*PROBLEM REQUIREMENTS*
The result should be an exact copy of the entries below, free of pictures.

*INPUT DATA*

= Beginning of Section =

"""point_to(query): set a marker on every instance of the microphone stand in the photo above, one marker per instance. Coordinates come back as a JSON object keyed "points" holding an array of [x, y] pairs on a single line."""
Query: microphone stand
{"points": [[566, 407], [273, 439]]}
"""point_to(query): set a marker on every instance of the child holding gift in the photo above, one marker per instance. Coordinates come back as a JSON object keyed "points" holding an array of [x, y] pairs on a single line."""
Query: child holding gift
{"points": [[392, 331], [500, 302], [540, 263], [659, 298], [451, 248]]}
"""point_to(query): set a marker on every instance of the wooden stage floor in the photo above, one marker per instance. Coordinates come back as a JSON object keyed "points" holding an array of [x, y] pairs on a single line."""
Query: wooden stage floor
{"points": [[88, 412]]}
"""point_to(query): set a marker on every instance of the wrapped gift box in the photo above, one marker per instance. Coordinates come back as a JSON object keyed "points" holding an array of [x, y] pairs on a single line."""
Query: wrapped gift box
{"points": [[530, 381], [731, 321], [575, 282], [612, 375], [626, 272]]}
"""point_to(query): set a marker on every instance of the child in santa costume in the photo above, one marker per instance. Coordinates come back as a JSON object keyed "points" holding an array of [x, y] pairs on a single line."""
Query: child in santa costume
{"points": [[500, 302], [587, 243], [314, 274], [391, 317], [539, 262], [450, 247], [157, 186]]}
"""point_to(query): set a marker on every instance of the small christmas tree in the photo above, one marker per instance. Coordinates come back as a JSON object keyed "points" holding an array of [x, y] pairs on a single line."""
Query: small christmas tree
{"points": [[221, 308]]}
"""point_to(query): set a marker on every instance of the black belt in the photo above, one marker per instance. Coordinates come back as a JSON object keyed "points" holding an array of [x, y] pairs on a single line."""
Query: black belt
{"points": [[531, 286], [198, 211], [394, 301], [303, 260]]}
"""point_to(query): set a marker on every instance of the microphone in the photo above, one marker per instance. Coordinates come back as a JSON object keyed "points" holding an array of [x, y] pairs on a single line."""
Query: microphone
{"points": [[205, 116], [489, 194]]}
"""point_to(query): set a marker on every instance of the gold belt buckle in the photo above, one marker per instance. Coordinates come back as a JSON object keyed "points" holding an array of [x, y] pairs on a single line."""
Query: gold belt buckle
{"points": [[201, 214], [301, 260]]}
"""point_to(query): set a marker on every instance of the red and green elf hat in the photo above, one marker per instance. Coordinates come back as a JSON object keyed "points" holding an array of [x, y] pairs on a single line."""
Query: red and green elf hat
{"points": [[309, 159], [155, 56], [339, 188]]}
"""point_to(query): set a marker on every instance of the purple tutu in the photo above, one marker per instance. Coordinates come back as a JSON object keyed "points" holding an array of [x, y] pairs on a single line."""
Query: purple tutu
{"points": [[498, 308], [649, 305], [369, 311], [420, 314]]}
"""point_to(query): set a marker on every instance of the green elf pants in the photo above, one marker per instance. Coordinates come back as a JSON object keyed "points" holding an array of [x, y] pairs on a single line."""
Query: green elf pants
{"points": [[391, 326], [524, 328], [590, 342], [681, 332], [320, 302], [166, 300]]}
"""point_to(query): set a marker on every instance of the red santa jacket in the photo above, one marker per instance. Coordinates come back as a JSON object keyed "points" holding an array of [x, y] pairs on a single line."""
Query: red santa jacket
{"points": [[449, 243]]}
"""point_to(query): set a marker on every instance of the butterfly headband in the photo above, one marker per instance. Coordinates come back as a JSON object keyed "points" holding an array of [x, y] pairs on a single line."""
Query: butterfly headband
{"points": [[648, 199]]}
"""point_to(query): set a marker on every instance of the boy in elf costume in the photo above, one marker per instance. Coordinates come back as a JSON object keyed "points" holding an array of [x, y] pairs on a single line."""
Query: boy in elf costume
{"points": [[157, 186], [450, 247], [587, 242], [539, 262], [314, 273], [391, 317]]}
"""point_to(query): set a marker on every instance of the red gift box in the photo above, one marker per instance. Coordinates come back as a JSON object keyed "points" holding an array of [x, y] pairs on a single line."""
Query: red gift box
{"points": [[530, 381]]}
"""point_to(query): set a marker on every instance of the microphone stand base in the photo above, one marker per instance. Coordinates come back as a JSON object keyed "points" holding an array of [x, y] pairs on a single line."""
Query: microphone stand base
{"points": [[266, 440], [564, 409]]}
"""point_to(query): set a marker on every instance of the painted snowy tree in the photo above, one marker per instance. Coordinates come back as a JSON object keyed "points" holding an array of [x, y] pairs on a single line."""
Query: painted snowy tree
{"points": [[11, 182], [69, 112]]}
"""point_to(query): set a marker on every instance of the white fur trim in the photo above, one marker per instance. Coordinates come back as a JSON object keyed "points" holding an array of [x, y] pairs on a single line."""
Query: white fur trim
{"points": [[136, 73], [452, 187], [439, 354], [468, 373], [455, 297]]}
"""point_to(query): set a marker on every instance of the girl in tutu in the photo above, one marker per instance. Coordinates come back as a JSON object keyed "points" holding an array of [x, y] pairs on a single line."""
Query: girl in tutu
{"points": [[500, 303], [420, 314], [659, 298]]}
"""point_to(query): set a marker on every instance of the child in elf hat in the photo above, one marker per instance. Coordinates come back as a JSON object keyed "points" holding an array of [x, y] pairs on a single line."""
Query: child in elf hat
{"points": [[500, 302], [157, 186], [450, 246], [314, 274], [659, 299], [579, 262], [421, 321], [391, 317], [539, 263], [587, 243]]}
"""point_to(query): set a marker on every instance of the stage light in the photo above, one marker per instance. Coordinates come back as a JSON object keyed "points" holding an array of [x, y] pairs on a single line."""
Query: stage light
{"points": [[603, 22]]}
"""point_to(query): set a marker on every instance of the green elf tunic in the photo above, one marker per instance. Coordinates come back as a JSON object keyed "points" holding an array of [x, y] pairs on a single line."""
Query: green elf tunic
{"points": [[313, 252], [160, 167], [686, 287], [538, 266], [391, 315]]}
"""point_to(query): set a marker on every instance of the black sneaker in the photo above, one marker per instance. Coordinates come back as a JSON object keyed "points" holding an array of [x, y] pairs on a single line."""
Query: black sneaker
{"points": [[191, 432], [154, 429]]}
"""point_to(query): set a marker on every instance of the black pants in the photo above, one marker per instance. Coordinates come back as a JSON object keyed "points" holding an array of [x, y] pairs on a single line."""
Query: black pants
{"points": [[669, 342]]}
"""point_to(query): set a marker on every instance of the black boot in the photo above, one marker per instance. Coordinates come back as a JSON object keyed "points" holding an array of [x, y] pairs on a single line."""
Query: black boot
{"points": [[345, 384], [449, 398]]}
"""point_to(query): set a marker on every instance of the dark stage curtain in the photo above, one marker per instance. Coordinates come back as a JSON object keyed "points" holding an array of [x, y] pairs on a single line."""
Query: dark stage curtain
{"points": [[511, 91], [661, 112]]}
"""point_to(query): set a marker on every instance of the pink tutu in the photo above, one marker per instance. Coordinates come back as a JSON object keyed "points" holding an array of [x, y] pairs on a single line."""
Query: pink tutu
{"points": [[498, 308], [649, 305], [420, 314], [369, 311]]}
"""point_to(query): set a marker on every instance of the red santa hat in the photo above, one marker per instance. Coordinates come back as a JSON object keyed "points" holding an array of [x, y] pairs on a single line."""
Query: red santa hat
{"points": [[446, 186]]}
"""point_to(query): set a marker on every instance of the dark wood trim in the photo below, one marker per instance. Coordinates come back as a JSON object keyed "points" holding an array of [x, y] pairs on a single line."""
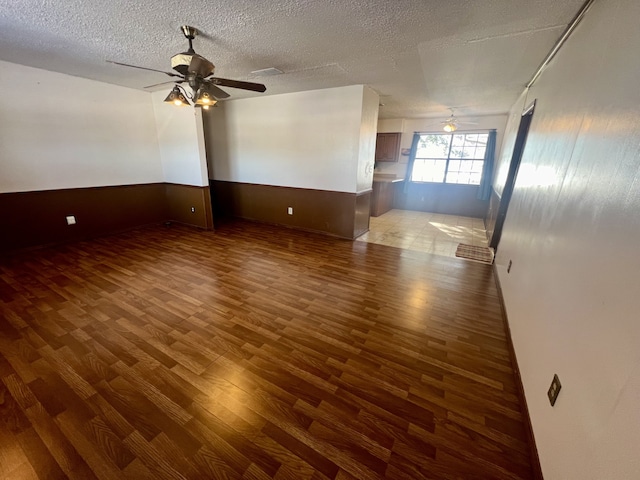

= End of Section =

*WRITTEN REPLY*
"""point_to(query): set a marker on every instance of the microphone stand in the photo above, one marker per instance. Coordinates come back as a JSON object keyed "points" holding an array of [x, y] pairs on a single line."""
Query: microphone stand
{"points": [[566, 407], [273, 439]]}
"""point_to(query): set a marker on every instance of the child holding gift in the photo above, one marker per instance. Coordinates come back as a JSON object keyed "points" holding an array of [x, y] pairs on a single line."""
Query: child holding gift
{"points": [[392, 331], [500, 302], [540, 263], [659, 298], [451, 248]]}
"""point_to(query): set a marker on every instance of the wooden stage floor in the photo above, one marker per instance. Coordinates come back as a JSON object keyed "points" holding an array of [x, y] pairs on a single line."""
Query: wooden stage floor
{"points": [[88, 412]]}
"""point_to(query): set a marker on every instance of the wrapped gift box in the photo above, one marker per instance. Coordinates come back as a JSON object keyed "points" holding an array of [x, y] pairs on a single line."""
Query: wrapped gift box
{"points": [[530, 381], [731, 321], [575, 282], [612, 375], [626, 272]]}
"""point_to(query): set a marker on every instance of the child in santa costume in the photo above, one marker per instance. Coordinates come back as a JSON object keyed "points" holding an array of [x, y] pairs on a single line."""
Query: child in santa costume
{"points": [[500, 302], [587, 243], [314, 274], [391, 317], [539, 262], [450, 247], [157, 186]]}
"""point_to(query): set a marker on every instance of the small christmas tree in the photo above, one marker per instance. Coordinates come back as a JSON object keyed "points" holding an array of [x, y] pairs on a single line."""
Query: small christmas tree
{"points": [[221, 308]]}
"""point_to(query): set a marker on every instance of the black belt in the photo above, one marker per instance. Coordinates come back as a JSON object keyed "points" holding an array of [x, y] pairs on a single line."""
Query: black belt
{"points": [[531, 286], [198, 211], [394, 301], [303, 260]]}
"""point_to(query): set a marker on every instance of the microphone in the photo above, one marker per instance. Coordinates come back as a JSON object keyed "points" holding an array of [x, y] pairs on a single line."""
Query: microphone
{"points": [[205, 116], [489, 194]]}
"""point_to(query): set a marker on every instance of the gold belt buckle in the photo above, one marker per instance. Coordinates come back as a JSON object keyed "points" holding an array of [x, y] pairs on a single line."""
Query: gold belt buckle
{"points": [[201, 214], [301, 260]]}
"""point_to(query): set a marker on every instance of the red and green elf hat in the photo above, one marker per instance. Coordinates come back as a JSON object keyed "points" holding an array of [x, y] pairs on a single line."""
Query: red and green elf hat
{"points": [[309, 159], [155, 56], [339, 188]]}
"""point_to(query): set a marker on every instance of the purple tutu in the photo above, one marker per instance. Coordinates come back as a JSON object keyed "points" holding an array of [x, y] pairs on a single line."""
Query: purple tutu
{"points": [[498, 308], [649, 305], [369, 311], [420, 314]]}
"""point_to(query): set a marker on every instance of the green elf pants in the photo above, one marker per instance. Coordinates come back as a JSON object keyed "points" holding an array of [x, y] pairs on a single line."""
Query: green elf pants
{"points": [[391, 326], [524, 328], [590, 342], [681, 332], [320, 302], [166, 300]]}
"""point_to(query): set a marker on every instance of the red santa jacket in the photo above, one marker per instance. Coordinates come back as a JSON object keyed "points" holding an array of [x, y] pairs on a single line."""
Query: red santa jacket
{"points": [[449, 243]]}
"""point_to(query): set a marker on every instance of the butterfly headband in the photo above, one marker per instance. Coordinates come back as a JSON object keyed "points" holding an array of [x, y] pairs on a single line."""
Query: butterfly headband
{"points": [[648, 199]]}
"""point_to(query): set a marker on every instance of the boy in elf costume in the photo above, one marker per instance. Coordinates come back as a JSON object keyed "points" holding an array of [x, y] pairs on a single line."""
Query: boy in elf costume
{"points": [[157, 186], [450, 247], [587, 242], [539, 262], [314, 273], [391, 317]]}
"""point_to(query): set a marker on every instance of the red gift box in the photo above, one marker per instance. Coordinates come back as a JSON object keyed "points" holding an array of [x, y] pairs on a single line."""
Query: red gift box
{"points": [[530, 381]]}
"""point_to(query): set a marker on every instance of the microphone stand base in the photo above, one marker per instance. Coordinates come back as a JSON object keyed "points" holding an array of [x, y] pairs on a single line."""
Query: microphone stand base
{"points": [[266, 440], [564, 409]]}
"""point_to(query): set a marker on every instance of the painted snowy tree in the photo above, one marker per instance. Coordinates come back as a JSON object keyed "points" holding an array of [x, y] pairs on a single line."""
Query: painted snowy tree
{"points": [[11, 182], [69, 112]]}
"""point_to(query): set a marker on every instance of the white fur trim in the photo above, one marker per instance. Coordinates come back as a JSON object keyed "points" holding an array of [x, y] pairs on a single line."""
Query: white fur trim
{"points": [[136, 73], [452, 187], [439, 354], [468, 373], [455, 297]]}
"""point_to(query): set a marker on every instance of the girl in tutu in the photo above, one marker per instance. Coordinates come back as a JSON object keyed "points" holding an array of [x, y] pairs on a single line."""
Query: girl in tutu
{"points": [[500, 303], [420, 314], [659, 298]]}
"""point_to(query): set a marker on every instance of the child in elf hat in the photo above, one marker per instance. Coordinates come back as a JSON object keyed "points" holding an array of [x, y] pairs on a single line."""
Query: child in elf hat
{"points": [[500, 302], [157, 186], [450, 246], [314, 274], [659, 299], [579, 262], [421, 321], [391, 317], [539, 263], [587, 243]]}
"""point_to(query): set a marker on every instance of the stage light in the photo above, one marker per instance. Coordinates come back as a JSON object keyed "points" holding an array of [x, y] pairs on a single line."""
Query: stage light
{"points": [[603, 22]]}
"""point_to(query): set a marker on every instance of the green elf tunic in the photo above, one marker per instance. Coordinates come back as a JSON object keyed "points" holding an array of [x, y] pairs on a single line."""
Query: green elf tunic
{"points": [[313, 252], [160, 167], [686, 287], [538, 266], [391, 315]]}
"""point_to(query): set a marker on every instance of the black sneaker in the photo above, one marker per instance. Coordinates come back as a JSON object keyed "points" holding an array of [x, y] pairs on a single line."""
Query: black sneaker
{"points": [[191, 432], [154, 429]]}
"""point_to(query): set a marker on every instance of the black pants in the photo above, one marker per instance. Coordinates come back as a JSON object keyed "points" holding an array of [x, y] pairs on a single line."""
Query: black pants
{"points": [[669, 342]]}
"""point_to(query): set a marker on every instance of the black boot in the photo above, one marker per instance. Coordinates come back as a JSON object keyed "points" holding an array of [x, y] pairs on a single line."""
Query: black boot
{"points": [[345, 384], [449, 398]]}
"""point_to(query): set a marker on every instance of the dark stage curtain in the photo above, one marker per instance. Coordinates come back as a JSON object keyed "points" holding an array of [x, y] pairs on a single line."""
Query: dark stage curtain
{"points": [[511, 91], [661, 112]]}
"""point_to(query): set a marker on every instance of the pink tutu in the photo above, one marker per instance. Coordinates come back as a JSON object keyed "points" holding an array of [x, y] pairs on a single line."""
Query: pink tutu
{"points": [[498, 308], [649, 305], [420, 314], [369, 311]]}
"""point_to(query): set a marker on every instance of the red santa hat in the photo above, one marker per instance. Coordinates come back as a JSON object keyed "points" holding an array of [x, y] pairs on a single line."""
Query: red santa hat
{"points": [[446, 186]]}
"""point_to(query): set a marker on every instance of the dark wood trim in the photo below, one marker per instance. Coordinates come back as a JSON object keyed "points" holding an array of [x, y] pairs on a single line."""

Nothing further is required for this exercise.